> _What you are asked to do_
In the passage on bootstrapping, swap "virtual assistant" for "remote assistant" and write out the text from "Spending money to" to "line of credit.".

We wouldn’t think it was such a good business model if it didn’t work for our own businesses in the first place. We test every single thing we do on ourselves first. If it makes sense to us, we know it’ll make sense to you.

“You must spend money to make money“

Plautus

He wasn’t wrong. But we need to get this exactly right if we’re to be successful.

In the hard world of bootstrapping entrepreneurship, we’re often focused pretty tightly on the bottom line. If you work in Vancouver or Toronto, for example, you know exactly how expensive it is to both work and live in the city. We know that too some of us live in Vancouver. We’re proudly cheap as all get out. But being cheap correctly means going deep.

Spending money to make money means making enough money to make it more than worthwhile.

A virtual assistant usually comes with zero infrastructure costs. You don’t pay for office space, equipment, or other overhead that can eat into your profit or worse yet, your line of credit.

> _Supplied information_
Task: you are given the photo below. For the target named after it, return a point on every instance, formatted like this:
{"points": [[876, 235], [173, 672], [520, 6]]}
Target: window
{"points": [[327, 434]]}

> _Exercise result_
Spending money to make money means making enough money to make it more than worthwhile.

A remote assistant usually comes with zero infrastructure costs. You don’t pay for office space, equipment, or other overhead that can eat into your profit or worse yet, your line of credit.